**Your goal:**
Pull out each line of the data that contains the string "porch", treating case as significant.

**Records from a point-labeling set:**
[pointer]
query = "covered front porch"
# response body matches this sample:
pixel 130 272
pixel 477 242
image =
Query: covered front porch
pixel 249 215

**Exercise output:**
query = "covered front porch"
Query: covered front porch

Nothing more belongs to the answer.